* REQUIREMENT: Find the line containing "Mark one point on each instance of the potted plant and" in the records below. Copy exactly that line and each one after it, ending at the line containing "Mark one point on each instance of the string", and nothing more.
=== Begin Enclosure ===
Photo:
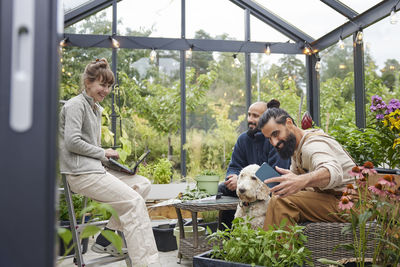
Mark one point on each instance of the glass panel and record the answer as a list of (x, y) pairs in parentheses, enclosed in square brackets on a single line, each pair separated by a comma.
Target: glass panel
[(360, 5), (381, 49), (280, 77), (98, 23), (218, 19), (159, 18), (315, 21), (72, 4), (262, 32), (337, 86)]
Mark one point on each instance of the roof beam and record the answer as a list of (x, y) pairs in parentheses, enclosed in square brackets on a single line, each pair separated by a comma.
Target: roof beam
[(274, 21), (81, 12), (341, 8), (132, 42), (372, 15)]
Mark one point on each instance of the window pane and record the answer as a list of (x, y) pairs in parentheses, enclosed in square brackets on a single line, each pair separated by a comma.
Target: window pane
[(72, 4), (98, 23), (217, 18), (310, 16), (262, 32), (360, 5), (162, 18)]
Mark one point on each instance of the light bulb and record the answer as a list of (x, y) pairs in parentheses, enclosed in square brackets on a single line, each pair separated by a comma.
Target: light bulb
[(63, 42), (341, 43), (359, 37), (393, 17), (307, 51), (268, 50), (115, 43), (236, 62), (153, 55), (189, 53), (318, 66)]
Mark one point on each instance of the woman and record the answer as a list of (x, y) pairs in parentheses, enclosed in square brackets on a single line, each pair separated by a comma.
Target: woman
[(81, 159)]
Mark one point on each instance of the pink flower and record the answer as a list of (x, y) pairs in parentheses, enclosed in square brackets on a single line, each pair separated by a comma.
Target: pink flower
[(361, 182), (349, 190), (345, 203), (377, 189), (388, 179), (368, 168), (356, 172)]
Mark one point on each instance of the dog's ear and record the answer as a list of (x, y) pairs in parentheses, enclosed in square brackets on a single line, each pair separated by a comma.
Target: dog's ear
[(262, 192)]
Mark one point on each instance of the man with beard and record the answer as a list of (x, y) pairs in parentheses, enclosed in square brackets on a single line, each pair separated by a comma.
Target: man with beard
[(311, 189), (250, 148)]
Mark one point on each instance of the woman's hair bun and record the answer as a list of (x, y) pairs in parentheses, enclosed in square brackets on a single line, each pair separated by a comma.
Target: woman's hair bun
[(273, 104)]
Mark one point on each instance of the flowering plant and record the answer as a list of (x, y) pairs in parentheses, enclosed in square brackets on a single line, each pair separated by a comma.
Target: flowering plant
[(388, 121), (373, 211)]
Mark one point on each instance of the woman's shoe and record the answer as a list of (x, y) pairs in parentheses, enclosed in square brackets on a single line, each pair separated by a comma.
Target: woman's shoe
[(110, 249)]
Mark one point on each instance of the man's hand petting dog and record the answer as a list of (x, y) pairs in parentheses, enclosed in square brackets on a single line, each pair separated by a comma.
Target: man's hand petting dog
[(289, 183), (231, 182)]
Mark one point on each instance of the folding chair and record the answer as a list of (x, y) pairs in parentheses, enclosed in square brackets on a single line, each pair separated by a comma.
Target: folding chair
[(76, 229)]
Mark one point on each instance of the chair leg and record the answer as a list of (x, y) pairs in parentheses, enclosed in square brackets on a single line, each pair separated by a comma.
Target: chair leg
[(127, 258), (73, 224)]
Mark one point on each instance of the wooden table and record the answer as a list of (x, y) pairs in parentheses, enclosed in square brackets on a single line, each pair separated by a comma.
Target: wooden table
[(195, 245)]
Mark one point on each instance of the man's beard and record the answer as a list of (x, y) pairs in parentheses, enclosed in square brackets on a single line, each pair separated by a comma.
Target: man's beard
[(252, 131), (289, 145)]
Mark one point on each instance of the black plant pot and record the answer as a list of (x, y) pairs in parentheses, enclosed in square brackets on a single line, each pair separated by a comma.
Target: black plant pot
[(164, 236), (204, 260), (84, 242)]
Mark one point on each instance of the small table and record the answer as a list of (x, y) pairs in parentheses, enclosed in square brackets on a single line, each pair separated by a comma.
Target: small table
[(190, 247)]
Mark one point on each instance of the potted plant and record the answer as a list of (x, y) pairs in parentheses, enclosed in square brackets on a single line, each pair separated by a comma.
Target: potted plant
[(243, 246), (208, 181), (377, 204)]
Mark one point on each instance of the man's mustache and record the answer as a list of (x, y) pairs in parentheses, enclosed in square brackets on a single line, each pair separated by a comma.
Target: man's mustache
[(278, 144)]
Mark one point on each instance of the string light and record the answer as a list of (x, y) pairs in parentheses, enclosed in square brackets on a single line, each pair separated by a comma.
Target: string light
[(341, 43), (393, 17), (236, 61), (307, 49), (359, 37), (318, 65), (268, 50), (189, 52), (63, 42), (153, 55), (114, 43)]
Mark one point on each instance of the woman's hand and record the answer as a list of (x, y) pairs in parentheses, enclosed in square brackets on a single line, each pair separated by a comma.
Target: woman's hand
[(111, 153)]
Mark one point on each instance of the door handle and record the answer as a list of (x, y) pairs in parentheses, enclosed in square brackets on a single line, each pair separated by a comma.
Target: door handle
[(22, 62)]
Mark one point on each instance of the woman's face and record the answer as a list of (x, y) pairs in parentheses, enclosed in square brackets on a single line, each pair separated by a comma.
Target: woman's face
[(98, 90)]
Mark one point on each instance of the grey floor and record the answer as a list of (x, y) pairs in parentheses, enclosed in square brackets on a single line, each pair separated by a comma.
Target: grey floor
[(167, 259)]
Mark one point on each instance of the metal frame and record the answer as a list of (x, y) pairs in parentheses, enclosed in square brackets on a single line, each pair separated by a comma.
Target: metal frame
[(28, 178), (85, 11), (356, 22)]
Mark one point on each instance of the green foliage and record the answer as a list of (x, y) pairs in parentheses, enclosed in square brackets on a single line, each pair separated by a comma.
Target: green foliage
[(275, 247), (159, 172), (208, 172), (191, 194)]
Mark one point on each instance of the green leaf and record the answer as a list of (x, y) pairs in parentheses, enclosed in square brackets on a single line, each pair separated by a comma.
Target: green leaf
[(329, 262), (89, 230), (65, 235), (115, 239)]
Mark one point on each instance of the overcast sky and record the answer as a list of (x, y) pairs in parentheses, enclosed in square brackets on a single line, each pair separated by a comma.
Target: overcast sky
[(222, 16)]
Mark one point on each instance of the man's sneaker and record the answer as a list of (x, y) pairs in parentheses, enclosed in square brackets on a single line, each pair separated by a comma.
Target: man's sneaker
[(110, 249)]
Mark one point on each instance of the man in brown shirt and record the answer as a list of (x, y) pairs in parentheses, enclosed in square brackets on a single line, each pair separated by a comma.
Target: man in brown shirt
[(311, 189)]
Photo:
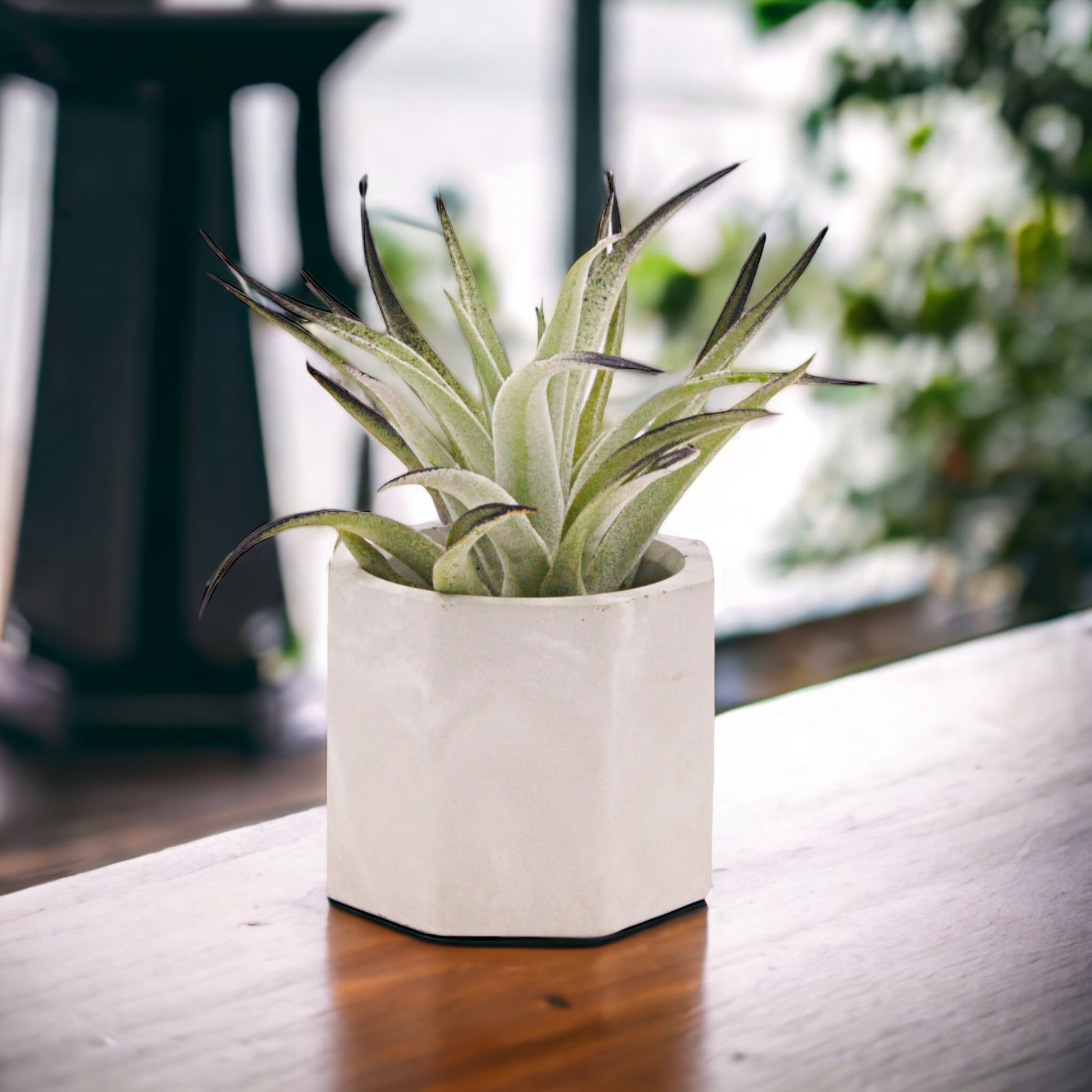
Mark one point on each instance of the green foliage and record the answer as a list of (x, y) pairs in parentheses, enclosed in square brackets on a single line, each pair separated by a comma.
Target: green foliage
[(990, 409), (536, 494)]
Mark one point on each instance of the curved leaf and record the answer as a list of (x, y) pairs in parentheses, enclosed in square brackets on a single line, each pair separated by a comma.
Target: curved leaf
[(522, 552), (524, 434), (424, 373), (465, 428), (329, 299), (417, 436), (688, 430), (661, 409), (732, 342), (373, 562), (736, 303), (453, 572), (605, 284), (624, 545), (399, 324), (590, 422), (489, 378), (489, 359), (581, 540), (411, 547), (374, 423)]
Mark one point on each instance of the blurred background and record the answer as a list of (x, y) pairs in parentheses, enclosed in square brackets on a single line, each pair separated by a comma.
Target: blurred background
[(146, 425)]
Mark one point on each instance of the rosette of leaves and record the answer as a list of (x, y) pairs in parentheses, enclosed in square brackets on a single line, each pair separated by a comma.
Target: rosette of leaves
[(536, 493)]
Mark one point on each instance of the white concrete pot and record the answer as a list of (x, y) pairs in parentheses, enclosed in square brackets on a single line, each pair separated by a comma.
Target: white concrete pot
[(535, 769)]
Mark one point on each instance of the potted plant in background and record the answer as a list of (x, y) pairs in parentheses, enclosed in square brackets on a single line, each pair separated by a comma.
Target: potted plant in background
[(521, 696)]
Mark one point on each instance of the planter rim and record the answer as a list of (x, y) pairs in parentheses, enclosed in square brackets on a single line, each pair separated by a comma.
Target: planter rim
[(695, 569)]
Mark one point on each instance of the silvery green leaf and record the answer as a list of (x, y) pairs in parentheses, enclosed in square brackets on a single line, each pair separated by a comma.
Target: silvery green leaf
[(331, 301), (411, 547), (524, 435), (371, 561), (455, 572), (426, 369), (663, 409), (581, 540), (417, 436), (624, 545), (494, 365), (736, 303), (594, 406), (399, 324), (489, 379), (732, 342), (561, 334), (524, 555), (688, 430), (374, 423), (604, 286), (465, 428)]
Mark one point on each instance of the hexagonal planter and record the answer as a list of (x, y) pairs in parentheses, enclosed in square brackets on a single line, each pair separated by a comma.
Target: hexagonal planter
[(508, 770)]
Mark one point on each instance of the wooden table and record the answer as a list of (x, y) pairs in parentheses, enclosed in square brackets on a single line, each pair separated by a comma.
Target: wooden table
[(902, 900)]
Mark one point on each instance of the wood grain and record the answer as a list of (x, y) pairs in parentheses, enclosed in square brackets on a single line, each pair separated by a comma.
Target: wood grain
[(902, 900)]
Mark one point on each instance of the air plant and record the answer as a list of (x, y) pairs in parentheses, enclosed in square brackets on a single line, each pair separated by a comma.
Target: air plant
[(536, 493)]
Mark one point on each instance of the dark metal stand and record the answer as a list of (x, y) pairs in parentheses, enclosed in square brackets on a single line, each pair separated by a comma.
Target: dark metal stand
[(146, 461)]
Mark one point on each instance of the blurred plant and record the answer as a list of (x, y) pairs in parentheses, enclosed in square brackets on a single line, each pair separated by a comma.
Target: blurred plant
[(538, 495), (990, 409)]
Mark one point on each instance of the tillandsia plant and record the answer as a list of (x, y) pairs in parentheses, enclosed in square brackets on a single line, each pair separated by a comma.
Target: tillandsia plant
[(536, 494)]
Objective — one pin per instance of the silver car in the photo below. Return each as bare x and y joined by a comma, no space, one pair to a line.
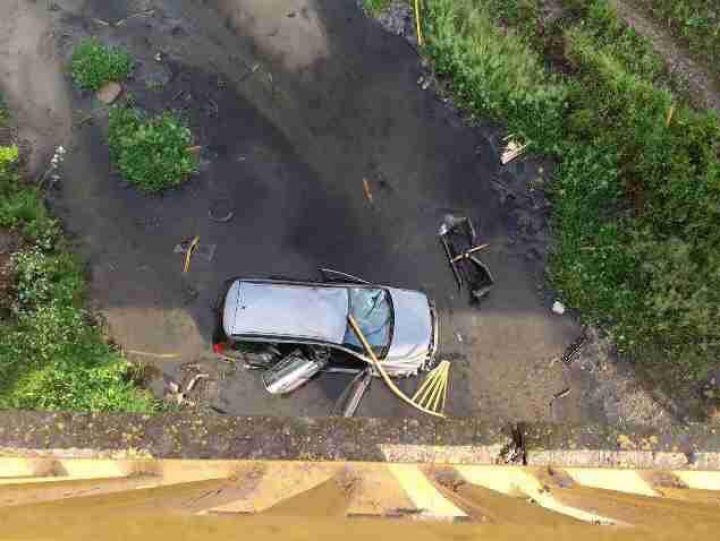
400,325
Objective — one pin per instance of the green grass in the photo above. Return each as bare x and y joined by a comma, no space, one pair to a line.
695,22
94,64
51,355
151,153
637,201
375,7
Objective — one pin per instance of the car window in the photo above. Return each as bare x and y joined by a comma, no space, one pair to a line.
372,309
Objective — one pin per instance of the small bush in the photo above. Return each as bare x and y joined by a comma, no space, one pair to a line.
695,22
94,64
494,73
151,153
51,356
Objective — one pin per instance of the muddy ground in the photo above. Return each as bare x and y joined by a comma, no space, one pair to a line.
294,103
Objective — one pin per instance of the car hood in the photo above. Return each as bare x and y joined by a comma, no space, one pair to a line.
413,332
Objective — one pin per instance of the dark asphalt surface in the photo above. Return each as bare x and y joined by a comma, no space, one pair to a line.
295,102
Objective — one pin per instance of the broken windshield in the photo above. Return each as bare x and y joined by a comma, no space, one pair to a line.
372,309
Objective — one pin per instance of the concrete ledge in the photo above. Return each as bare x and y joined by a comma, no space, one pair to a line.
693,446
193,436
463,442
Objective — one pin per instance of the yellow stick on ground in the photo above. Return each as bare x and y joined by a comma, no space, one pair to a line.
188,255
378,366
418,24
=== End Enclosure ===
* REPLY TO THE TASK:
Mark one point on each instance of the potted plant and record the answer as a list of (x, y) pairs in parentheses, enclosed in square brackets on a single line, each pair separated by a comma.
Target: potted plant
[(243, 246), (208, 181), (377, 204)]
Mark one point on each instance of the man's mustache and record the answer as a list of (x, y) pairs in parentheses, enclosed in square brackets on a single line, each pair separated by a comma.
Target: man's mustache
[(278, 144)]
Mark one point on each instance of the string light and record the answer as a list of (x, y) pairs in parentheses, enclosed in square brackets on a single line, each pair separated by a comma.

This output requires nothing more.